● Exercise
Reproduce the items below verbatim, line for line.
### Information given ###
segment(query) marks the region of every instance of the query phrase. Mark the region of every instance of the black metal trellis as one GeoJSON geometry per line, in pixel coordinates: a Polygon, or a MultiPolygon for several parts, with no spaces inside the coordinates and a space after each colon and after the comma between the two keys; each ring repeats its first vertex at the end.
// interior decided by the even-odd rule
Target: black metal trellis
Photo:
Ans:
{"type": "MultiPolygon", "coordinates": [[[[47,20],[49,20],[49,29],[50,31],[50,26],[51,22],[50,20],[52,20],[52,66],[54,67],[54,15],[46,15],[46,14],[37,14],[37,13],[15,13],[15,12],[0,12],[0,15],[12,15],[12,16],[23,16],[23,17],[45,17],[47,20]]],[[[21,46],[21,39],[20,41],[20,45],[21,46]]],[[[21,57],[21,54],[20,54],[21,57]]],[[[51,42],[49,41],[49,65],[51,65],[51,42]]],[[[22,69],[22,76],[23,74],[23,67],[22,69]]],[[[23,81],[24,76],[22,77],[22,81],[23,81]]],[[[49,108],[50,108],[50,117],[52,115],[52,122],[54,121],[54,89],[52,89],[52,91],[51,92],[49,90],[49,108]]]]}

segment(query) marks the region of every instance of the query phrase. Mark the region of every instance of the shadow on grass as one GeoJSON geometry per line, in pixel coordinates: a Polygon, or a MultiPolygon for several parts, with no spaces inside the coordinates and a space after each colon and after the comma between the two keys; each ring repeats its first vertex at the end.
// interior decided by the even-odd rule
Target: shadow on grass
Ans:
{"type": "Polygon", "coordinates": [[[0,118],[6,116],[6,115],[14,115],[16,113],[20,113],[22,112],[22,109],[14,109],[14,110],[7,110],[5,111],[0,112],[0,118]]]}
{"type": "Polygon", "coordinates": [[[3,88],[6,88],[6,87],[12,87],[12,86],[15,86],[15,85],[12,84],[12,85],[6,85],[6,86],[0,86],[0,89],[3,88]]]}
###
● Finished exercise
segment(query) marks the region of every instance of the query phrase. Mark the region of every instance of the black metal trellis as one GeoJSON geometry per line, in pixel coordinates: a Polygon, or a MultiPolygon for several parts, with no spaces inside the coordinates and a space after each colon and after the comma between the two keys; each ring repeats its first vertex at the end.
// interior decided by the even-odd rule
Target: black metal trellis
Photo:
Ans:
{"type": "MultiPolygon", "coordinates": [[[[47,20],[49,20],[49,29],[50,31],[50,26],[51,22],[50,20],[52,20],[52,66],[54,67],[54,15],[46,15],[46,14],[37,14],[37,13],[15,13],[15,12],[0,12],[0,15],[12,15],[12,16],[23,16],[23,17],[45,17],[47,20]]],[[[21,46],[21,39],[20,41],[20,45],[21,46]]],[[[21,57],[21,54],[20,54],[21,57]]],[[[51,42],[49,41],[49,65],[51,65],[51,42]]],[[[22,69],[22,76],[23,74],[23,67],[22,69]]],[[[23,81],[24,76],[22,77],[22,81],[23,81]]],[[[49,108],[50,108],[50,117],[52,115],[52,122],[54,121],[54,89],[52,89],[52,91],[51,92],[49,90],[49,108]]]]}

segment(query) marks the region of every instance of the query phrase. Mark the region of every instance of the shadow on grass as one GeoJSON geometry per line, in pixel coordinates: a Polygon, or a MultiPolygon for several parts, with no spaces inside the coordinates and a space after each colon and after the comma between the two keys; each ring repeats its first vertex at the end.
// interior decided by the even-odd rule
Target: shadow on grass
Ans:
{"type": "Polygon", "coordinates": [[[0,118],[6,116],[6,115],[14,115],[16,113],[20,113],[22,112],[22,109],[14,109],[14,110],[7,110],[5,111],[0,112],[0,118]]]}
{"type": "Polygon", "coordinates": [[[3,88],[6,88],[6,87],[12,87],[12,86],[15,86],[15,85],[12,84],[12,85],[6,85],[6,86],[0,86],[0,89],[3,88]]]}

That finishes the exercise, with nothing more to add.